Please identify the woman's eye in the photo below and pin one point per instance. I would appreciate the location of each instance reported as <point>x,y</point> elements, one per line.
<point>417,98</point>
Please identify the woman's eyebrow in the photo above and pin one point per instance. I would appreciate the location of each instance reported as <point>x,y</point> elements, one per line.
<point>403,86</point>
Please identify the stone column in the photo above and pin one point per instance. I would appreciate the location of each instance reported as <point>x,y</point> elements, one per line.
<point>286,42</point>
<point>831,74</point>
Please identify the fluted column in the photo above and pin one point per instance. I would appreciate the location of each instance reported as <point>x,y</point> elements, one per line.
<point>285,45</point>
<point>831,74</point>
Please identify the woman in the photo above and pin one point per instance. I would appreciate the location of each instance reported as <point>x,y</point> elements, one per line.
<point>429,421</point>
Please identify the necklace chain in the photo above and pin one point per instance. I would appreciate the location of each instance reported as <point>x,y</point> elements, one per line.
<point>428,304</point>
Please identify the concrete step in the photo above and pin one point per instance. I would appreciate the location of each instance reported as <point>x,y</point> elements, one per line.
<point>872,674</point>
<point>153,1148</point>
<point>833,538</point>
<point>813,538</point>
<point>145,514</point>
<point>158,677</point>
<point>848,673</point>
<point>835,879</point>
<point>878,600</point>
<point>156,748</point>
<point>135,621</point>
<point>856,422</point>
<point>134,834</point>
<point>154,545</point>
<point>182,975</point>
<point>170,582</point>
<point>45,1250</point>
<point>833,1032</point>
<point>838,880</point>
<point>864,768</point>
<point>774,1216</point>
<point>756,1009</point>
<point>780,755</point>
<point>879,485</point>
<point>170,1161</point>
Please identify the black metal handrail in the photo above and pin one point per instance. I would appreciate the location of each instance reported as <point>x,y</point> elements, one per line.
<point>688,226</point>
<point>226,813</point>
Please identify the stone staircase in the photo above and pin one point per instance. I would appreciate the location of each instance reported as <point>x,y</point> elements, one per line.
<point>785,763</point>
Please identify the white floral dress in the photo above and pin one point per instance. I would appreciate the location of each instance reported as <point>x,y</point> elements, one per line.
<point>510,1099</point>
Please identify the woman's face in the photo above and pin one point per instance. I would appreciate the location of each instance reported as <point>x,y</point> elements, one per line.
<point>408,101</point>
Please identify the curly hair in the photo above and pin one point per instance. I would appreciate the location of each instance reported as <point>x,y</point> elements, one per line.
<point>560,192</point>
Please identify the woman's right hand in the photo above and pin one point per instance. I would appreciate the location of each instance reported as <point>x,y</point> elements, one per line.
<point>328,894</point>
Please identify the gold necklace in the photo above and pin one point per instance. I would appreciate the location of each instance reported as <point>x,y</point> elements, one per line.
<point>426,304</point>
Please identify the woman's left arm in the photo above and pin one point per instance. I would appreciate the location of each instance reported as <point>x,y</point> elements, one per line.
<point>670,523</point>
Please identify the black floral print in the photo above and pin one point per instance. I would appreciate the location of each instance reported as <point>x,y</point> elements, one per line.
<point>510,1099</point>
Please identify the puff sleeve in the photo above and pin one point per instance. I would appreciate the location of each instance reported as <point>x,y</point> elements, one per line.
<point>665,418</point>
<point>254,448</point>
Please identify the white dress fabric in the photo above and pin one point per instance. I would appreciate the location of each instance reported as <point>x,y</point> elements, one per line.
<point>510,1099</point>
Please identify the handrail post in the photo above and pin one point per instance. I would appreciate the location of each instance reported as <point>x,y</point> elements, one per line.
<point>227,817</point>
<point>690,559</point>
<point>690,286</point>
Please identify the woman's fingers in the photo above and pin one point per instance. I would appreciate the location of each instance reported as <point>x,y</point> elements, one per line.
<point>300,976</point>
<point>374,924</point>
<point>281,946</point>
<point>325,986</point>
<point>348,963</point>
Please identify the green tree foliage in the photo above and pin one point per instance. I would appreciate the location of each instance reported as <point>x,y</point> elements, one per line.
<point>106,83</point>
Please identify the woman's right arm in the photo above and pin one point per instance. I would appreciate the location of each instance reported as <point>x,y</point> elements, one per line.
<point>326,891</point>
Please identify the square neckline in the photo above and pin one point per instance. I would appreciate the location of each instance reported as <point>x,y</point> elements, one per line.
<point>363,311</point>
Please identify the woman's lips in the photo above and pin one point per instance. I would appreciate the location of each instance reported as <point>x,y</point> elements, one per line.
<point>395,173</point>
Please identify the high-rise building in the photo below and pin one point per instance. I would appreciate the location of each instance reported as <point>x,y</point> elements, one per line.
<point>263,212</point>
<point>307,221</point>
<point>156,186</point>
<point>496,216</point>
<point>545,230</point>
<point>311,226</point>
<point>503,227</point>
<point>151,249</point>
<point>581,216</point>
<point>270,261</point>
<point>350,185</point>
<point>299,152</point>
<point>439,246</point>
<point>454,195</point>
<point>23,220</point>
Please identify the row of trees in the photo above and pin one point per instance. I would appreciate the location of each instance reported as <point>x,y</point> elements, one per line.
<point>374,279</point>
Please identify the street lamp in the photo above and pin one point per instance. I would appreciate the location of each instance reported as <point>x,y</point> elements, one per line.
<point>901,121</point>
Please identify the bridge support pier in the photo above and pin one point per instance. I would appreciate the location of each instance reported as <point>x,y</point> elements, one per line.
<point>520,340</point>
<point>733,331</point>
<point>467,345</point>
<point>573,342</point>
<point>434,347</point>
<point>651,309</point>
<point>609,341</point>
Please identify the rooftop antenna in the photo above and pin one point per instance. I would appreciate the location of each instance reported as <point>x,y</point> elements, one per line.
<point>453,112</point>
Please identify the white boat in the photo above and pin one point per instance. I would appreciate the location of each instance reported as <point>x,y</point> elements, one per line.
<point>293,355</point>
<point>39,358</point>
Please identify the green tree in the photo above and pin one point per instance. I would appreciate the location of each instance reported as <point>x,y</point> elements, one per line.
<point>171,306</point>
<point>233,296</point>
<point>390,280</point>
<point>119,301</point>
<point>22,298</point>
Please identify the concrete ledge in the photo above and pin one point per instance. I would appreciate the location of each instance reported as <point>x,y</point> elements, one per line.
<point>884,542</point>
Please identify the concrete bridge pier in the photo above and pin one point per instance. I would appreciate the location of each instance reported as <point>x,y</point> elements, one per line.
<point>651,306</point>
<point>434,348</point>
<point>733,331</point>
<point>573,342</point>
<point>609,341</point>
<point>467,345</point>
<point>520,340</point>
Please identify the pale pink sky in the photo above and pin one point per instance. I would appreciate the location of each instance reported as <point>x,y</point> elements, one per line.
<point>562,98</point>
□ □ □ □ □
Each line of the listing should be copied exactly, with none left out.

Please identify the woman's eye in the photo below and pin one point per instance. I would appreciate the location of each instance reported as <point>x,y</point> elements, one per line.
<point>417,98</point>
Please identify the woman's eyebrow in the photo above and pin one point per instance. I would appreciate the location of each instance reported as <point>x,y</point> elements, one per line.
<point>403,86</point>
Please identify the stone column in the photo above and pin one point per instance. I would appreciate the location of each instance reported as <point>x,y</point> elements, one per line.
<point>286,42</point>
<point>831,74</point>
Please identify the fluted column in the photo above and pin one point per instance. I would appreciate the location of each instance reported as <point>x,y</point> elements, one per line.
<point>285,45</point>
<point>831,74</point>
Please identify the woman in the photo above and pin one point per instance. I would appreciate the location of each instance reported as <point>x,y</point> elements, one per line.
<point>429,421</point>
Please identify the necklace chain in the photo above and pin one point per instance. I would appreciate the location of each instance reported as <point>x,y</point> elements, one per line.
<point>428,304</point>
Please identify the concrete step in the photo above and pin one point per instance. I would appreciate the location of each instance reported as <point>x,y</point> elements, one per line.
<point>872,674</point>
<point>153,1148</point>
<point>833,538</point>
<point>813,538</point>
<point>145,514</point>
<point>158,677</point>
<point>848,673</point>
<point>835,879</point>
<point>878,600</point>
<point>156,748</point>
<point>135,621</point>
<point>856,422</point>
<point>134,834</point>
<point>154,545</point>
<point>182,975</point>
<point>170,582</point>
<point>45,1250</point>
<point>833,1032</point>
<point>838,880</point>
<point>864,768</point>
<point>774,1216</point>
<point>756,1009</point>
<point>780,755</point>
<point>879,485</point>
<point>170,1161</point>
Please identify the black metal handrail in the photo above and pin one point per instance. I would appreciate the location of each instance reported as <point>x,y</point> elements, one per line.
<point>688,226</point>
<point>226,813</point>
Please identify the stone staircase in the photo above and pin one point per instance. I would appreciate the location of each instance reported as <point>x,y</point> elements, one per line.
<point>785,763</point>
Please identify the white floral dress in the photo above and pin one point per instance. I would appreciate the location of each instance reported as <point>x,y</point> elements, one per line.
<point>510,1099</point>
Please identify the woman's face in the photo above and pin one point per instance. I would appreciate the location of each instance reported as <point>x,y</point> elements, one per line.
<point>408,101</point>
Please identify the curly hair in the photo above and pin one point per instance. I would appreciate the location of each instance reported as <point>x,y</point> elements, one per line.
<point>560,192</point>
Please identify the woman's right hand in the photo above and pin one point per instance. I would appreciate the location of each instance reported as <point>x,y</point> elements, one per line.
<point>328,894</point>
Please identify the gold necklace in the photo above and pin one point per instance. I would appreciate the location of each instance reported as <point>x,y</point> elements, one per line.
<point>426,304</point>
Please identify the woman's left arm in the photo above and pin one point per instance. I would appreciate the location of each instance reported as <point>x,y</point> elements, one per line.
<point>670,523</point>
Please identify the black floral print in the photo above and pin one point per instance. I would appreciate the location of each instance reported as <point>x,y</point> elements, one per line.
<point>510,1099</point>
Please identify the puff sleeve in the photo above and pin one point per instance. I would appreciate the location of each instance reported as <point>x,y</point> elements, one per line.
<point>665,418</point>
<point>254,448</point>
Please identify the white dress fabric in the photo above and pin one point per instance. I would appreciate the location of each instance reported as <point>x,y</point> elements, one per line.
<point>510,1099</point>
Please identify the handrail post in the photo above and pin one point per instance. I would appreciate the location of each instance reported as <point>x,y</point> elements, one per line.
<point>227,817</point>
<point>690,559</point>
<point>690,286</point>
Please identify the woman's fingers in the photo above and pin one point per instance. I would appreciate the location of each instance reported as <point>x,y</point> elements, one per line.
<point>300,976</point>
<point>374,924</point>
<point>281,946</point>
<point>325,986</point>
<point>348,963</point>
Please identify the green tree foliage in the photo above and pin one point per instance. I would appreciate the location of each instance reported as <point>x,y</point> elements, one per line.
<point>106,83</point>
Please identify the woman's right arm in the photo above and pin one point per instance. I would appreciate the location of each instance reported as <point>x,y</point> elements, one per line.
<point>326,891</point>
Please identify the square neckline in the photo above and pin one point per instance. I would appreciate the location of each instance reported as <point>x,y</point> elements, one per line.
<point>363,311</point>
Please identify the woman's lips in the photo above and pin one point per instance. I would appreciate the location of each instance reported as <point>x,y</point> elements, one per line.
<point>395,173</point>
Please identify the high-rise building in the photo below and pin one point per instance. I would appreciate the location of each instance reported as <point>x,y</point> elements, one per line.
<point>263,212</point>
<point>307,221</point>
<point>156,186</point>
<point>496,216</point>
<point>545,230</point>
<point>311,226</point>
<point>503,227</point>
<point>151,249</point>
<point>581,216</point>
<point>270,261</point>
<point>350,185</point>
<point>299,152</point>
<point>439,246</point>
<point>454,195</point>
<point>23,220</point>
Please identify the row of trees in the photo above and pin one point per instance. I would appreciate the location of each instance reported as <point>x,y</point> elements, one per line.
<point>374,279</point>
Please identify the street lamp in the photo above and pin one point per instance. I would appreciate the location of each instance reported as <point>x,y</point> elements, one per line.
<point>901,121</point>
Please identify the bridge support pier in the photo above and pin one point per instance. I would appreciate the location of each instance reported as <point>x,y</point> elements, one per line.
<point>520,340</point>
<point>733,331</point>
<point>467,345</point>
<point>573,342</point>
<point>434,347</point>
<point>651,309</point>
<point>609,341</point>
Please identify the rooftop antenna in the photo above and pin one point per instance. I would appreciate the location of each instance reported as <point>x,y</point> elements, one per line.
<point>453,112</point>
Please identify the white boat in the photo above and pin one point per instance. I would appreciate the location of each instance reported as <point>x,y</point> elements, one per line.
<point>293,355</point>
<point>39,358</point>
Please identify the green tree in the photo above and pin one point per instance. I would appreciate the location of each instance reported as <point>x,y</point> elements, one per line.
<point>171,306</point>
<point>233,296</point>
<point>390,280</point>
<point>119,301</point>
<point>22,298</point>
Please identify the concrete ledge in the photo above and pin one point per instance. I would appreciate the location of each instance reported as <point>x,y</point> elements, one per line.
<point>884,542</point>
Please identify the concrete bridge pier in the photo above and pin one point per instance. I would appreciate the location of each instance reported as <point>x,y</point> elements, one per line.
<point>651,306</point>
<point>434,348</point>
<point>733,331</point>
<point>573,342</point>
<point>609,341</point>
<point>467,345</point>
<point>520,340</point>
Please identify the pale pink sky in the photo above and pin one point per instance. I would appreciate the location of each instance reported as <point>x,y</point> elements, one per line.
<point>562,98</point>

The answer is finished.